Records for the exercise -
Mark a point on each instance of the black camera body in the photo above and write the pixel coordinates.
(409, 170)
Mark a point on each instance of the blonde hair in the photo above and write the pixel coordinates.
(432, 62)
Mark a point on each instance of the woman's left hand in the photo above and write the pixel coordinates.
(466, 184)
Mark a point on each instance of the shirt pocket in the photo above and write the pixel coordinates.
* * *
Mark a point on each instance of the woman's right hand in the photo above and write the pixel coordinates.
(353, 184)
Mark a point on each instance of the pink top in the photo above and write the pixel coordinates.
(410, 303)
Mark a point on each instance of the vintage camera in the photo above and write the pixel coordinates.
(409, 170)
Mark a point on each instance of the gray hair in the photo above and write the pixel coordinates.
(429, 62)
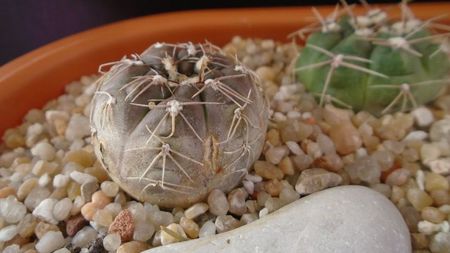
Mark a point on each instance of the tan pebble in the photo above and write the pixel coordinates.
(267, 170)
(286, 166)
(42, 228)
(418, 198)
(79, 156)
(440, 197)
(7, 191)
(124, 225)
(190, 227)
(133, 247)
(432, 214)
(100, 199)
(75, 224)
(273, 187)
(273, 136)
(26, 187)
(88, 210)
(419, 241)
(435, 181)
...
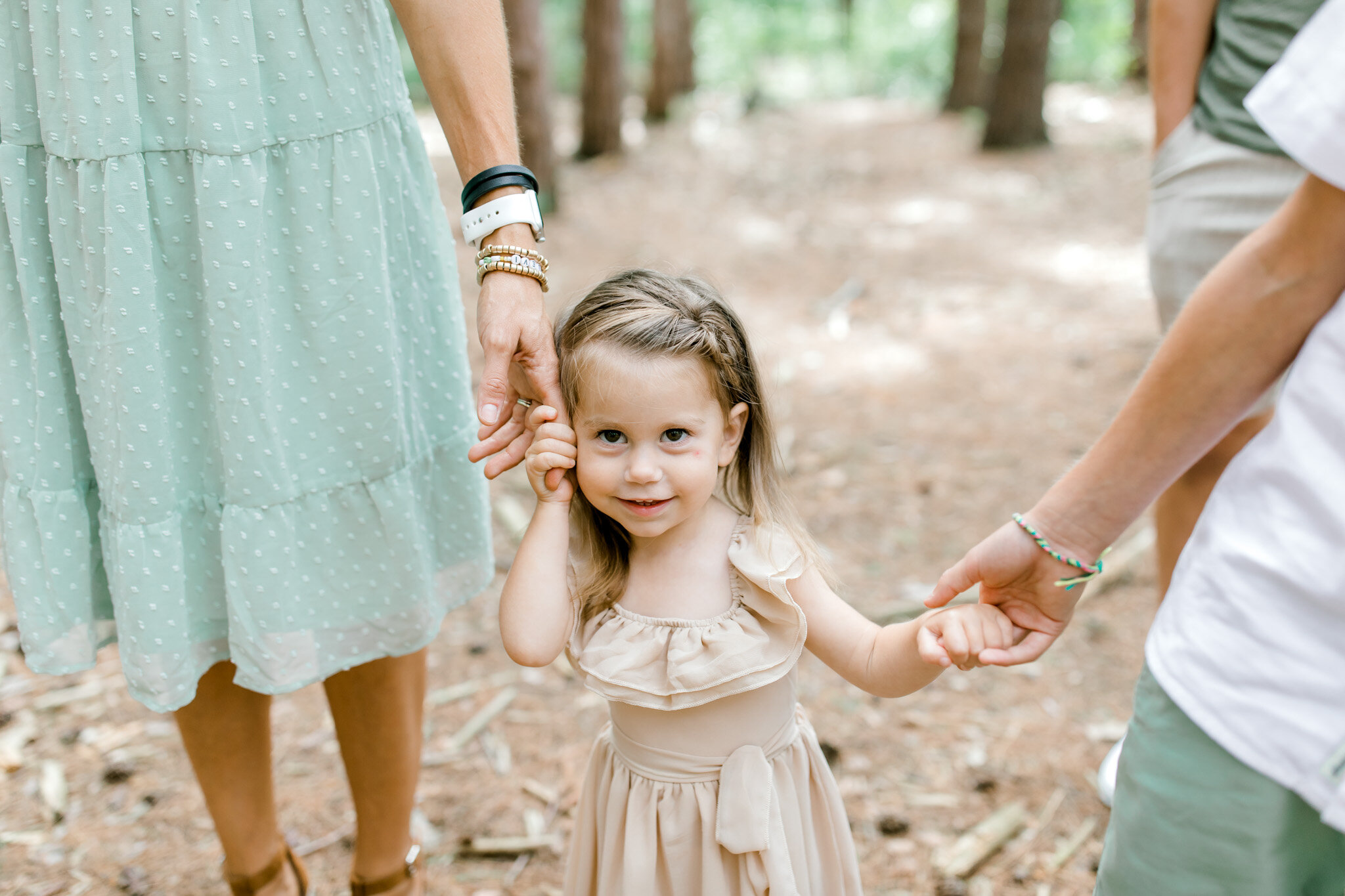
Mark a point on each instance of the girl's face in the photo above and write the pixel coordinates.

Problem details -
Give an exact copy of the lines above from the line with "Mark a point on each instance of the black" up to and including the line with "Mark a point on each instance of the shirt", and leave everything else out.

Output -
Mark a point on each instance of the black camera body in the photo above and write the pixel coordinates.
(409, 170)
Mark a point on each instance of the blonde hair in the photo above and write the pixel coordinates.
(432, 62)
Mark a point on each instance of the woman's left hand in the photo above and write the pixel coordinates.
(466, 184)
Mark a point on each instance of the shirt pocket in the photo above and write the pixel coordinates.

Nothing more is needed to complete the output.